Excerpted passage
--------------------
Bryophytes act as potent bioindicators in mining areas due to high heavy metal capability. Quantifying metal concentrations in bryophyte tissues (e.g., Cu, Pb, Cd) provides a reliable proxy for assessing soil pollution levels, with elevated values directly correlating to anthropogenic mining impacts (Ren et al., 2020). Moreover, changes in bryophyte communities, particularly increases in the number of species and their diversity, can be used to measure the success of ecological restoration. This is because a greater variety of species often indicates better habitat conditions (). Field investigations in Wanshan mercury mining district in Guizhou Province demonstrated that mercury speciation analysis (total Hg and methyl-Hg concentrations) in seven bryophyte species effectively tracked atmospheric Hg pollution sources and quantified spatiotemporal dispersion gradients. This biomonitoring approach revealed distinct species-specific accumulation patterns correlated with industrial emission profiles and microclimatic deposition dynamics (). Although lichens and bryophytes are well-known for indicating air quality, their potential for diagnosing soil pollution is not fully used. Notably, Rola and Osyczka documented that lichen-bryophyte consortia in southern Poland’s Zn-Pb mining zones exhibited high sensitivity to soil metal gradients, enabling quantitative estimation of contamination severity (Rola and Osyczka, 2018). Similarly, in Turkey’s Giresun sulfide deposits, Rhabdoweisia crispata, Pohlia nutans, and Pohlia elongata showed remarkable metal accumulation capabilities, which could be ascribed to the absence of cuticles and cation-exchangeable cell walls (Karakaya et al., 2015). Japanese researchers further identified Scopelophila cataractae as a dual Cu-As hyperaccumulator in aquatic systems near copper tailings, demonstrating bryophytes’ niche-specific adaptation to polymetallic stress (Suzuki et al., 2016).
--------------------
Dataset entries
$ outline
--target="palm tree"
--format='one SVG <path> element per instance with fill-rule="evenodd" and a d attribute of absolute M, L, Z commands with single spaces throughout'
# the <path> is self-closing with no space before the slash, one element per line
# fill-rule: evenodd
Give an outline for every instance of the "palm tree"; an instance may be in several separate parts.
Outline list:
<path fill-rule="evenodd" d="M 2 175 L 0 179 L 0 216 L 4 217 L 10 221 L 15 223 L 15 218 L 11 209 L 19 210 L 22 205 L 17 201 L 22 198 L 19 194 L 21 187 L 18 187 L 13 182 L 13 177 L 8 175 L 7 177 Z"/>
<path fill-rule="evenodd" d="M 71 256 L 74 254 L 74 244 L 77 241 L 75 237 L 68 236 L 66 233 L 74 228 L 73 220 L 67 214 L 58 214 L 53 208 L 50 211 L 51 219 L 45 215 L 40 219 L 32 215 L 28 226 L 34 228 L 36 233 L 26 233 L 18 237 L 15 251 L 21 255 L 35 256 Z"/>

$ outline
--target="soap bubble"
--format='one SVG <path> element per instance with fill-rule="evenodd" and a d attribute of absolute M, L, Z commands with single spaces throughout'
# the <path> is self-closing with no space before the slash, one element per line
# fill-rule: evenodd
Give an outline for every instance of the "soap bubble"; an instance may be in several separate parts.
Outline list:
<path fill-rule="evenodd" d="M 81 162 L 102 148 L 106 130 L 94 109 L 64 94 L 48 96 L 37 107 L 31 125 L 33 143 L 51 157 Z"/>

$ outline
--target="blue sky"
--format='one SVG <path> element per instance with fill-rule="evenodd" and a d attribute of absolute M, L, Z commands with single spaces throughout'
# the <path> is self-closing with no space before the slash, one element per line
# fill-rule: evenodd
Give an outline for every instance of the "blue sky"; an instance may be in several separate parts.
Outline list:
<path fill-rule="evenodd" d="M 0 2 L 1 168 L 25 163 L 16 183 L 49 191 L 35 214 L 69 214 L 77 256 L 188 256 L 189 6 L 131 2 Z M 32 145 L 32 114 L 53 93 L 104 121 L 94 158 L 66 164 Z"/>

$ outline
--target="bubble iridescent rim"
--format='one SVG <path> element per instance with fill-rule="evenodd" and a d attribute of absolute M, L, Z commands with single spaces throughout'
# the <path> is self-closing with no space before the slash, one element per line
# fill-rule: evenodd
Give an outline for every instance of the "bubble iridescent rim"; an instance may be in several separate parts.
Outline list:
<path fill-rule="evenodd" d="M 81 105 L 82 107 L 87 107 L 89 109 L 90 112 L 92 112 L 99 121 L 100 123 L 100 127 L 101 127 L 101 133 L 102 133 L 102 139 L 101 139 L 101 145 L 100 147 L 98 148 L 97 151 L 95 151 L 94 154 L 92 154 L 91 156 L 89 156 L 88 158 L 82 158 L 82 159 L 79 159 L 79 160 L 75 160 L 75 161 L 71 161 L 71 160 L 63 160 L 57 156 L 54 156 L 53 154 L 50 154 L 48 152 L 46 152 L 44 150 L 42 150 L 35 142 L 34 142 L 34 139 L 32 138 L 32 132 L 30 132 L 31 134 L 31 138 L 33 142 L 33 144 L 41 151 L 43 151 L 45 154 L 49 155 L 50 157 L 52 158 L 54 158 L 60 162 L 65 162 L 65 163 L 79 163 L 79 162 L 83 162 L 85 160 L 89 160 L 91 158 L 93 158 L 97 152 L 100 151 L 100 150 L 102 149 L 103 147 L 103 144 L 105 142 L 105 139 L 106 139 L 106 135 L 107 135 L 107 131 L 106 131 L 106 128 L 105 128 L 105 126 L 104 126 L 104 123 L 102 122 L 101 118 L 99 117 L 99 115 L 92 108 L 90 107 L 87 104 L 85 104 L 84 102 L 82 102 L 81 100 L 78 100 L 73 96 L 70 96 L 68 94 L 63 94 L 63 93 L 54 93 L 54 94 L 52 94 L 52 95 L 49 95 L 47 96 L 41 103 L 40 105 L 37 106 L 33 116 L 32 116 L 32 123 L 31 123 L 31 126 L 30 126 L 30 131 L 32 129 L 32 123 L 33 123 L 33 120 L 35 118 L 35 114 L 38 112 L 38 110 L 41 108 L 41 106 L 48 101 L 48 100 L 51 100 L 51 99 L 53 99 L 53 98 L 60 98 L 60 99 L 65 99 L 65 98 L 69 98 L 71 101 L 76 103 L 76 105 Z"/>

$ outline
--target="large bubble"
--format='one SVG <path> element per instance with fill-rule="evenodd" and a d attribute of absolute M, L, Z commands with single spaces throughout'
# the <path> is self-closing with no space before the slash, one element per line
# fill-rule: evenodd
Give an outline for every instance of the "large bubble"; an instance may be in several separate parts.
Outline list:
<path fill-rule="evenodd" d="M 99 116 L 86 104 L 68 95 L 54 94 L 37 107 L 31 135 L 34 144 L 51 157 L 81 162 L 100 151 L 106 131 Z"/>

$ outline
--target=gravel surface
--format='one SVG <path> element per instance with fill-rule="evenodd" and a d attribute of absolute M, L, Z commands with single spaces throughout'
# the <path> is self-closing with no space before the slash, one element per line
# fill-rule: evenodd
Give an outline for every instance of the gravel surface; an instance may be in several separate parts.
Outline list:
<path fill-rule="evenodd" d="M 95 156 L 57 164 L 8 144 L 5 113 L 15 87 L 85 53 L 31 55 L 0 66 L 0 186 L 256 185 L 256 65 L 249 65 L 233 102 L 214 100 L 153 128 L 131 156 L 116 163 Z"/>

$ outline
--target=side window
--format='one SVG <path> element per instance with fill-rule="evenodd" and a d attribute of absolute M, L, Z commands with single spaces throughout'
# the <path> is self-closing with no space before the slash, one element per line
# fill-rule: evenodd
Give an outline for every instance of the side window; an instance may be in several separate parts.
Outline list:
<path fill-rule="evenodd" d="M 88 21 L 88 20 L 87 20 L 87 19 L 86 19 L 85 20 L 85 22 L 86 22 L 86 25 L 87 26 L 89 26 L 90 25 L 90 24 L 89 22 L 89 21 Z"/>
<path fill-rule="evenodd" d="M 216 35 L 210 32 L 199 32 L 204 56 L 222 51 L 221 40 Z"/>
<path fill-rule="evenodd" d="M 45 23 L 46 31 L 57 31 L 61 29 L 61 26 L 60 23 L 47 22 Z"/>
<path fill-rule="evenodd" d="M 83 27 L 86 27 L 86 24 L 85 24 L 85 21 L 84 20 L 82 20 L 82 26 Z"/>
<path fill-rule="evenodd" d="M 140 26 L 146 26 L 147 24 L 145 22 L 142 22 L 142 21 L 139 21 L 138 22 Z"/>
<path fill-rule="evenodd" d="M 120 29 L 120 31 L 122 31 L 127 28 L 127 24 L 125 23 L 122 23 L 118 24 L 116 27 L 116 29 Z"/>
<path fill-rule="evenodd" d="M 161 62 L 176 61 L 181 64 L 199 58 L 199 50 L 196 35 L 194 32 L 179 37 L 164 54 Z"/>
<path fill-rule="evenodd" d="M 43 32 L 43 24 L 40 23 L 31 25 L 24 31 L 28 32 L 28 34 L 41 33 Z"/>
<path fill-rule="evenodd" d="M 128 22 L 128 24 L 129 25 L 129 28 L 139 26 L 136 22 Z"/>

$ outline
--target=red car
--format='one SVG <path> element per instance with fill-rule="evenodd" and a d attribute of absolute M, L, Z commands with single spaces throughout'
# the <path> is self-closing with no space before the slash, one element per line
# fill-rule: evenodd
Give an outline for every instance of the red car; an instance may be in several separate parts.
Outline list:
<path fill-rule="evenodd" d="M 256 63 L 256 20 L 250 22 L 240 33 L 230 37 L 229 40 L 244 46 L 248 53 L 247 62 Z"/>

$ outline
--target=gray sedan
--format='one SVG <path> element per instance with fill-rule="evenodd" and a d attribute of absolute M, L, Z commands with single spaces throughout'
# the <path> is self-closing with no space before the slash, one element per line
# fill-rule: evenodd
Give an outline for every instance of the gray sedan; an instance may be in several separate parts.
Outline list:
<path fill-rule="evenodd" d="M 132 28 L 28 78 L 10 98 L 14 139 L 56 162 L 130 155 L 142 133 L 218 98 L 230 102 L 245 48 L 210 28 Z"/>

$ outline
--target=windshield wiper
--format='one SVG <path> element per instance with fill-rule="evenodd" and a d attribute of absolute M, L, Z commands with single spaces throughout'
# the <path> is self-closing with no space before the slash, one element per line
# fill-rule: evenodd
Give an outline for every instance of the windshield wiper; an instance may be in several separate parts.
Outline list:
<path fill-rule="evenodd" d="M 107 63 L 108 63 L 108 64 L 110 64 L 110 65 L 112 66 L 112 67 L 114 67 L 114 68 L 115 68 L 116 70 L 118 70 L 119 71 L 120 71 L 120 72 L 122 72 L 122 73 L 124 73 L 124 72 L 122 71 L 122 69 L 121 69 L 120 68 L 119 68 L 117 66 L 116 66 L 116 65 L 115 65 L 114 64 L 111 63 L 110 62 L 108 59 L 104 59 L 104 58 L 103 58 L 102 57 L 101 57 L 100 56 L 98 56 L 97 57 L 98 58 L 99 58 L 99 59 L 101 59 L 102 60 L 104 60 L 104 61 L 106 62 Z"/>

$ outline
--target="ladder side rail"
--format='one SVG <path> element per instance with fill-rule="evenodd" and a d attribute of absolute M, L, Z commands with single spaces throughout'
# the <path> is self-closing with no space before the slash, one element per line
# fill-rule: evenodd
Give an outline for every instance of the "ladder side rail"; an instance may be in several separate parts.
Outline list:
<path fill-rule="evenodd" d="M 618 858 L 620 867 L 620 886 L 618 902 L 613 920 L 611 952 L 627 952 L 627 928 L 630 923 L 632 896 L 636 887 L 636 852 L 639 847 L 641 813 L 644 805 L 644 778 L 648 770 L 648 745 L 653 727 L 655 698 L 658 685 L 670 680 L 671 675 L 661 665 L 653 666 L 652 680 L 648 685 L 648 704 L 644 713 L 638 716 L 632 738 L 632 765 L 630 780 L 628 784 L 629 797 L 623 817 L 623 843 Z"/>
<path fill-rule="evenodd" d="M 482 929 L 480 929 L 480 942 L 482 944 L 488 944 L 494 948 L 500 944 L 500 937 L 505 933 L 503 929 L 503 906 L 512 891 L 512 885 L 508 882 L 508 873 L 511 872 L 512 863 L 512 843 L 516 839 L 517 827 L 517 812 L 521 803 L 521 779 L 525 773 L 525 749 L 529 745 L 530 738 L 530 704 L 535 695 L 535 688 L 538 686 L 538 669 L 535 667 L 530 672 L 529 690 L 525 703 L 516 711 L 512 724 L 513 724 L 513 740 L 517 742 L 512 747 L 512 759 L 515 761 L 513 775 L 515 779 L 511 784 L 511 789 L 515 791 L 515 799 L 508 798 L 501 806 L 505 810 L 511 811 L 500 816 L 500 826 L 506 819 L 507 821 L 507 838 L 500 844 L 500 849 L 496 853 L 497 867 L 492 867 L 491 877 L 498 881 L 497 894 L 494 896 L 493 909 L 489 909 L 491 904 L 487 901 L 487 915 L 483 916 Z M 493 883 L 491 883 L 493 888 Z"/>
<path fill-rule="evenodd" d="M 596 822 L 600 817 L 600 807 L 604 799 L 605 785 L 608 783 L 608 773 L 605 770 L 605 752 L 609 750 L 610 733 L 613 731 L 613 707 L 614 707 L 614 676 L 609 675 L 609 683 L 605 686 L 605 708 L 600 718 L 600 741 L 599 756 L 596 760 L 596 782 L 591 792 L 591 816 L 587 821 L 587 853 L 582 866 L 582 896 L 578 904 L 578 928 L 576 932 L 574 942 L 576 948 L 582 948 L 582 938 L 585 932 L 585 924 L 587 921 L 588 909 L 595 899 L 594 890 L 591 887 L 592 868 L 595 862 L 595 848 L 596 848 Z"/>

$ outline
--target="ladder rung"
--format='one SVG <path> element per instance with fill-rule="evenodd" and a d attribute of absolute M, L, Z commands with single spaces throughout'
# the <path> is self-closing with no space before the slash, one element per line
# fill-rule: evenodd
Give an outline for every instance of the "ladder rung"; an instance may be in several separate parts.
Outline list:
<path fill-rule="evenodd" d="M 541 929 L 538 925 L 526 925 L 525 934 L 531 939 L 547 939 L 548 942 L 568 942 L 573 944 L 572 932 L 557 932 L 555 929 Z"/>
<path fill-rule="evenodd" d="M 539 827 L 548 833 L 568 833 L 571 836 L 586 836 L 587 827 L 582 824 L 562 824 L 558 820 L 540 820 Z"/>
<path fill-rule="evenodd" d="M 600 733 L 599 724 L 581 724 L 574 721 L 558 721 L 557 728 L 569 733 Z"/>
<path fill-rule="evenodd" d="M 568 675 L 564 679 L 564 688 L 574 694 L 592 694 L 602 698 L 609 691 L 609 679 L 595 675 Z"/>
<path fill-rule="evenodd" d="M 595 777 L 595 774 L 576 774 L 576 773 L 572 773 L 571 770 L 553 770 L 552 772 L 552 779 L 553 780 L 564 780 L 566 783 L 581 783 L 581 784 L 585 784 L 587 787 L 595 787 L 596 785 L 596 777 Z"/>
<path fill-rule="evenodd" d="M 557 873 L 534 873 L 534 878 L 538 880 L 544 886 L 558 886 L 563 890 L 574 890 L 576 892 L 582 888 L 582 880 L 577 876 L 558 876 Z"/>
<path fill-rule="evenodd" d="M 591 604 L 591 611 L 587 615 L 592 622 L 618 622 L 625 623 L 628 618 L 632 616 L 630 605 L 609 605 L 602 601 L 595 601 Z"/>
--------------------
Assigned task 1
Answer these questions from the excerpted passage on bryophytes as bioindicators in mining areas, giving each answer under the matching letter:
(a) Which three metals are named as examples of those quantified in bryophyte tissues?
(b) How many bryophyte species were studied in the Wanshan mercury mining district?
(c) Which species did Japanese researchers identify as a dual Cu-As hyperaccumulator?
Assigned task 2
Write the next part of the passage on bryophytes as bioindicators in mining areas, starting right after its final sentence.
None of the dataset entries are required for this work.

Written reply 1
(a) Cu, Pb, and Cd
(b) Seven
(c) Scopelophila cataractae

Written reply 2
2.3 Distribution characteristics of bryophytes in mining areas of China
There are approximately 3,108 bryophyte species spanning 160 families and 632 genera in mining areas of China, demonstrating exceptional diversity and stress adaptation (Zhu et al., 2022). Recent research prioritizes the spatial heterogeneity and metal hyperaccumulation capacities, particularly regarding bioremediation mechanisms in post-mining ecosystems. Figure 3; Table 2 systematically presented the bryophyte species and the heavy metal enrichment characteristics in copper, gold, manganese, rare earth, and coal mining areas in China.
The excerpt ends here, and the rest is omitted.